▶ _Data for this exercise_
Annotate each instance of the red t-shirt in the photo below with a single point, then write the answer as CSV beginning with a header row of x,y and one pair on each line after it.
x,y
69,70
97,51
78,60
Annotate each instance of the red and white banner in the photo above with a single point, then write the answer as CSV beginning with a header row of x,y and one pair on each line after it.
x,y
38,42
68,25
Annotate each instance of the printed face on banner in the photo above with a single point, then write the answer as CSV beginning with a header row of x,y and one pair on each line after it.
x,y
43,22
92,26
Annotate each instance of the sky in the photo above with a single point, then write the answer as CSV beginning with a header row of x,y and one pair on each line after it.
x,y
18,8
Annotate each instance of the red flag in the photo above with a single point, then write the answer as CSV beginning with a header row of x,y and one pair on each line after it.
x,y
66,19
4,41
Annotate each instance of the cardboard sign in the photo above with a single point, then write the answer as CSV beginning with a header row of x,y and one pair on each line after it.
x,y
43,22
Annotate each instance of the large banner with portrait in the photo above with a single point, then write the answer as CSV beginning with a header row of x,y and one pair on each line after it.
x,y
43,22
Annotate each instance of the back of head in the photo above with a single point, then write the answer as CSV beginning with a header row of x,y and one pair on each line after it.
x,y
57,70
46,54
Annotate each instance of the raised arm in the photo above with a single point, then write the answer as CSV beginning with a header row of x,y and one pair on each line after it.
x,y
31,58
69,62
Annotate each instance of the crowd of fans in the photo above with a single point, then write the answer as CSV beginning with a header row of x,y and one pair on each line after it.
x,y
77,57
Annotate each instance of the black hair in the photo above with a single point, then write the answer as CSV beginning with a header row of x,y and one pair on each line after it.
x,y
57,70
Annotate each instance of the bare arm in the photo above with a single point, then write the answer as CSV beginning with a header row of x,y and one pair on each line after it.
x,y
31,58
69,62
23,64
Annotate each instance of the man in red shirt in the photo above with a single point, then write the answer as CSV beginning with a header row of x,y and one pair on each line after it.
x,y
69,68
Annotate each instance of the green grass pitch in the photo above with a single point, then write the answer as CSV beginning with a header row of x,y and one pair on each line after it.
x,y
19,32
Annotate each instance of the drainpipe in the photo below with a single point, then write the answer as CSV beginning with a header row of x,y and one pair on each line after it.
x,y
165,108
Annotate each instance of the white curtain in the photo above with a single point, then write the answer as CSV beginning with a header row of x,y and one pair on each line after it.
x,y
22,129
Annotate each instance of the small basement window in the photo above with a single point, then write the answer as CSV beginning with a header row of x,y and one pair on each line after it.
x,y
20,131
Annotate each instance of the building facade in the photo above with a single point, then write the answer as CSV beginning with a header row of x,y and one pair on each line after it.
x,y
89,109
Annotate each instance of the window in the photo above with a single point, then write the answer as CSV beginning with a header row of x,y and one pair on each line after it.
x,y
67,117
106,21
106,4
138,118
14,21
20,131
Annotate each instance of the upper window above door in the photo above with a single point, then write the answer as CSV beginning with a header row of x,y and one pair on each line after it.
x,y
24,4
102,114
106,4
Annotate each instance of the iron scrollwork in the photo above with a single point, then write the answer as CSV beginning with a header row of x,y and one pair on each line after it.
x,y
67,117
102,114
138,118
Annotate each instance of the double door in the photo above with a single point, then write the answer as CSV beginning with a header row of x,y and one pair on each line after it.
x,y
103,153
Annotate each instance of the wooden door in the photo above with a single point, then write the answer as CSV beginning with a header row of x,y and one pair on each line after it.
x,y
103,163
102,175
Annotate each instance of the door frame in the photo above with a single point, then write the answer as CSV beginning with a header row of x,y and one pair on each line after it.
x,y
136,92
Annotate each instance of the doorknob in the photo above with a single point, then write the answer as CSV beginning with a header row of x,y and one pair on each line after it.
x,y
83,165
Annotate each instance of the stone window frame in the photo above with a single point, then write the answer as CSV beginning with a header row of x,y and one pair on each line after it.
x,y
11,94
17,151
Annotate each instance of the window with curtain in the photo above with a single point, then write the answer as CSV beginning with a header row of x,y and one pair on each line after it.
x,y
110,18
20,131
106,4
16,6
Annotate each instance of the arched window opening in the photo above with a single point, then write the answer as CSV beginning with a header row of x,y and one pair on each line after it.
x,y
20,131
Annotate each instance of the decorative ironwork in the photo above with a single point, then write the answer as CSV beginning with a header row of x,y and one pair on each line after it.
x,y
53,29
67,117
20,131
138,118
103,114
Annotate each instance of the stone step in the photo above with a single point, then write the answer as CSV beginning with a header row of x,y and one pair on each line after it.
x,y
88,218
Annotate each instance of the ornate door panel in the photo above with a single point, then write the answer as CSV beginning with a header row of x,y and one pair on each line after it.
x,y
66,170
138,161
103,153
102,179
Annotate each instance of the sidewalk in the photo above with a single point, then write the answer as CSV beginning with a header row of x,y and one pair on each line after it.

▶ _Work required_
Please print out every entry again, exactly as it reads.

▶ _Answer for the task_
Annotate each instance of the red t-shirt in the photo below with a single point, then write the answer as CSV beginning with a header row of x,y and one pair on each line after it.
x,y
69,70
97,51
78,60
Annotate each instance of the red and white banner in the photo above with a single point, then write the answer as CSV beginning with a header row of x,y and one pair on each line after it.
x,y
38,42
68,25
Annotate each instance of the printed face on banner in the photo above with a single point, then write the answer as CSV beginning with a header row of x,y and one pair on each line after it.
x,y
43,22
92,26
Annotate each instance of the sky in the photo above with a single point, then write the answer as CSV beginning with a header row of x,y and one pair on each line after it.
x,y
18,8
Annotate each instance of the red flag in the photo above with a single point, then write the answer as CSV beginning with a header row of x,y and one pair on each line after it.
x,y
66,19
4,41
Annotate each instance of the cardboard sign in the photo above with a single point, then write the answer as CSV beginning with a header row of x,y and one pair on each line after it.
x,y
43,22
Annotate each instance of the large banner with portrait in the photo above with a single point, then write the answer as CSV beginning with a header row of x,y and one pair on each line after it.
x,y
43,22
Annotate each instance of the back of head in the photo above with a single point, then write the answer as CSV beginning with a header row of x,y and one pair on each line after it.
x,y
57,70
46,54
Annotate each instance of the raised arm in the photo above with a single point, then write the answer as CSV beginning with a header row of x,y and one pair on each line after it.
x,y
31,58
69,62
Annotate each instance of the crowd of fans in the photo above with a single point, then write the answer as CSV beginning with a header row of x,y and one pair on each line after it.
x,y
77,57
Annotate each instance of the black hair in the photo above with a single point, then write the answer as CSV beginning with a header row of x,y and one pair on each line after it.
x,y
57,70
Annotate each instance of the bare arm in the photo above with a single point, then write the answer as CSV beginning with a header row of x,y and one pair on each line after it.
x,y
31,58
69,62
23,64
Annotate each instance of the man in red shirt in the photo above with a single point, then write the answer as CSV beginning with a header row of x,y and one pair on each line after it.
x,y
69,68
Annotate each instance of the green grass pitch in the photo above with a single point, then write the answer as CSV beginning with a header row of x,y and one pair on each line after it.
x,y
19,32
Annotate each instance of the drainpipe in the photo below with a single point, then write the answer as CSV beginning with a header row of x,y and one pair on each line after it.
x,y
165,108
Annotate each instance of the white curtain in the photo above with a single point, then write the answer as CSV beginning with a header row of x,y and one pair on each line after it.
x,y
22,129
Annotate each instance of the small basement window in the photo above with a single point, then write the answer as CSV beginning with a header row of x,y and one pair on each line after it.
x,y
20,131
Annotate each instance of the building facade in the photo above with a single point, then write the answer as CSV beginning with a header row of x,y and one pair on each line after it.
x,y
89,109
Annotate each instance of the window in the photo above with a single point, then write the answer as CSV beginning with a header row of x,y and one pair on each line after it.
x,y
67,117
106,21
106,4
138,118
14,21
20,131
Annotate each instance of the upper window above door in the photo above with a single point, then write the answer as CSV beginning with a header row of x,y and one pair on each line after it.
x,y
24,4
102,114
106,4
Annotate each instance of the iron scrollwork in the photo above with a single point, then write the answer as CSV beginning with a header row of x,y and one pair on each line after it.
x,y
67,117
102,114
138,118
Annotate each instance of the double door in the photo above with a single point, then write the answer as CSV beginning with a header row of x,y and one pair on each line after it.
x,y
103,153
Annotate each instance of the wooden door in the photo above with a single point, then write the answer as CSV beginning with a header row of x,y and one pair on each line after it.
x,y
103,163
102,175
Annotate each instance of the door frame in the photo above with a single point, then write the answer as CSV beginning with a header row of x,y and one pair on each line after it.
x,y
136,92
Annotate each instance of the doorknob in the photo above with a single point, then write the answer as CSV beginning with a header row of x,y and one pair on each line after it.
x,y
83,165
Annotate each instance of the stone window frame in the photo above with a single point, then write the answer as CSV beginning with a header row of x,y and one pair on each line after it.
x,y
11,94
17,151
Annotate each instance of the window with curtain in the photo above with a single point, then write the answer as CSV beginning with a header row of x,y and one pair on each line after it.
x,y
110,18
20,131
106,4
16,6
Annotate each instance of the arched window opening in the photo above with a single point, then write the answer as CSV beginning with a header row of x,y and one pair on each line after it.
x,y
20,131
Annotate each instance of the decorative ironwork in the photo above with a single point, then write the answer as CSV beginning with a header row of x,y and one pair on each line after it.
x,y
53,29
67,117
20,131
138,118
103,114
Annotate each instance of the stone step in the photo above with a single point, then write the answer as CSV beginning with a header row of x,y and one pair on each line after it.
x,y
88,218
Annotate each instance of the ornate door panel in the photo above with a single point, then write the answer as CSV beginning with a header row of x,y and one pair on each line after it.
x,y
66,170
138,161
103,153
102,179
Annotate each instance of the sidewalk in the photo above with a single point, then write the answer as CSV beginning with a header row of x,y and one pair on each line after it.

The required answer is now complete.